▶ CONSIGNES:
**a.** D'après l'extrait sur l'adhésion de l'Algérie à la banque des BRICS, pourquoi le pays devra-t-il adapter ses politiques économiques ?
**b.** Selon l'extrait, quel type d'établissement Mohammed Krim a-t-il dirigé ?

▶ EXTRAIT:
•••

Adhésion à la banque des BRICS : «L’Algérie aurait accès à de nouveaux réseaux d’affaire»

  • 04 septembre 2024 / Analyses / 195 / Hejer


Adhésion à la banque des BRICS : «L’Algérie aurait accès à de nouveaux réseaux d’affaire»

Adhésion à la banque des BRICS : «L’Algérie aurait accès à de nouveaux réseaux d’affaire»

Désormais membre de la Nouvelle Banque de Développement (NBD) des BRICS, l’Algérie accède à de nouvelles opportunités, notamment un financement élargi et un renforcement de sa position géopolitique. Cette adhésion présente également des défis, tels que l’ajustement aux priorités des autres membres. Traditionnellement réticent à l’endettement extérieur, notre pays peut maintenant bénéficier de cette coopération, en finançant ses propres projets tout en maintenant ses équilibres financiers. Pour maximiser ces avantages, il devra adapter ses politiques économiques. Une stratégie de réformes ciblées permettra au pays de surmonter les défis liés à cette participation au capital de la banque des BRICS. Dans cet entretien Mohammed Krim,  haut cadre de l’Etat, M. Krim Mohammed a dirigé un établissement financier spécialisé dans le leasing. Il a aussi occupé le poste de directeur Central chargé de la réalisation et la mise en œuvre du projet phare lié au système de paiement de sasse et de la monétique nationale et internationale. Il détient un diplôme d’Etudes Supérieures Banque et une Post-Graduation Spécialisée en Management Bancaire il est également enseignant à l’école supérieur de banque.

AlgérieInvest : L’adhésion de l’Algérie à la banque des BRICS a été officiellement approuvée. Quelles seront les principales retombées pour notre pays à court et à long terme ?

•••

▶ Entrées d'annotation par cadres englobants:
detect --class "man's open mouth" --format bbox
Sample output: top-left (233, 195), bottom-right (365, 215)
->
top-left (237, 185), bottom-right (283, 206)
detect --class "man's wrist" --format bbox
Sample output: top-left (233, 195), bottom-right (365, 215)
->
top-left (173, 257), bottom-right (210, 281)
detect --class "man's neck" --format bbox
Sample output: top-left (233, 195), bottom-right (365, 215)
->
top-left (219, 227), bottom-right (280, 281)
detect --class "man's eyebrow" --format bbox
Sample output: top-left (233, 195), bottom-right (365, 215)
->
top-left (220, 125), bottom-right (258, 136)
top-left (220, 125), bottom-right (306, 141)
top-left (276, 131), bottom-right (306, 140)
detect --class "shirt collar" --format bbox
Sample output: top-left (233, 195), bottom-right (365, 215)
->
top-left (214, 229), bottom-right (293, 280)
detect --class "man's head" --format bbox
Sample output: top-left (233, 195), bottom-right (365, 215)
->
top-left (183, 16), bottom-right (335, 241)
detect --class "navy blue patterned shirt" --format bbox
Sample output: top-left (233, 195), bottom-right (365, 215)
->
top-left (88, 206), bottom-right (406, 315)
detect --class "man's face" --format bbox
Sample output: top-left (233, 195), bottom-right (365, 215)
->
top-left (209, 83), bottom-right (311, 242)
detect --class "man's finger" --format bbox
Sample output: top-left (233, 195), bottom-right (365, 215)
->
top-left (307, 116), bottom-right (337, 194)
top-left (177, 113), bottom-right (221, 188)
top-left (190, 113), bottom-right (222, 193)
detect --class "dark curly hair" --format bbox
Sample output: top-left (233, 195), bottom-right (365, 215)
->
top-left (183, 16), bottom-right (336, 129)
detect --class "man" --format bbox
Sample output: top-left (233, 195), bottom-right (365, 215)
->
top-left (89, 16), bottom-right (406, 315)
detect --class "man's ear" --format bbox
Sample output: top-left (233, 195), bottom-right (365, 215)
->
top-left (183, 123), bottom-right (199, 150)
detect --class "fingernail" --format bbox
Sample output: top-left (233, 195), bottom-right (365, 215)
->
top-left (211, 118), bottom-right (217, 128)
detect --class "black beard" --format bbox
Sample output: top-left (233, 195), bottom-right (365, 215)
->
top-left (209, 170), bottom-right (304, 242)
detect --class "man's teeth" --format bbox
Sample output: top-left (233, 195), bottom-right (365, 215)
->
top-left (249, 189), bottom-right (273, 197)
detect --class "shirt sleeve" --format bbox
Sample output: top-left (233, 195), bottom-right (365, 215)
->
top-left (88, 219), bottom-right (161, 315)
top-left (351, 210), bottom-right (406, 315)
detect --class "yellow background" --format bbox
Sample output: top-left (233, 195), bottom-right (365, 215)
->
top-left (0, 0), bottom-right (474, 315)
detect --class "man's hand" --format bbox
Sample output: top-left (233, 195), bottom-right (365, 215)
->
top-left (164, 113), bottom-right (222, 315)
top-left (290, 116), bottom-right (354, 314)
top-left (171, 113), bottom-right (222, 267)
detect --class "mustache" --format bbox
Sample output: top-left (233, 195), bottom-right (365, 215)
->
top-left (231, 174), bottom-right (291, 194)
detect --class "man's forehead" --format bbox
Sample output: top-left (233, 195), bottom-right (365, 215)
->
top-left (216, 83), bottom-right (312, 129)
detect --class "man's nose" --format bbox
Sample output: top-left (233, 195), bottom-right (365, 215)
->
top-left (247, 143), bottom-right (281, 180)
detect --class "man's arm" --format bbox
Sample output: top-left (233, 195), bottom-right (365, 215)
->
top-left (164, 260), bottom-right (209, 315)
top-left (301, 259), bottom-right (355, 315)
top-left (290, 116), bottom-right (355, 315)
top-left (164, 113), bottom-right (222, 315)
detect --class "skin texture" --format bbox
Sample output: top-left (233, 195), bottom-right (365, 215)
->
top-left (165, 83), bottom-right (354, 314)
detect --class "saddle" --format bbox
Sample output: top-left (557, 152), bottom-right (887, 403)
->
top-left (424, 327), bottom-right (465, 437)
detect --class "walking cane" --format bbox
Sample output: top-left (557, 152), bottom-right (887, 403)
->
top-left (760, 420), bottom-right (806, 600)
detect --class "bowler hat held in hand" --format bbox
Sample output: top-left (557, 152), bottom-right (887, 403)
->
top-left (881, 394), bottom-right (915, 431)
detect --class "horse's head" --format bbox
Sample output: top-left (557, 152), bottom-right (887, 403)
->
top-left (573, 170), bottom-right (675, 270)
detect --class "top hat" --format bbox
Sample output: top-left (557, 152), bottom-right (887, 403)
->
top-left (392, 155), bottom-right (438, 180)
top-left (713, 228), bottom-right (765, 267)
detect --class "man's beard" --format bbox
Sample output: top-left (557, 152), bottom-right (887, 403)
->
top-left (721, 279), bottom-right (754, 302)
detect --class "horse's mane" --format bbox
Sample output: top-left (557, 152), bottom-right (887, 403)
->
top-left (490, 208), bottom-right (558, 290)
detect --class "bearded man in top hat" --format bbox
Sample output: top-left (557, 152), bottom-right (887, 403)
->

•••

▶ CORRIGÉ:
**a.** L'Algérie devra adapter ses politiques économiques pour maximiser les avantages de son adhésion à la Nouvelle Banque de Développement, comme un financement élargi et le renforcement de sa position géopolitique.

**b.** Il a dirigé un établissement financier spécialisé dans le leasing.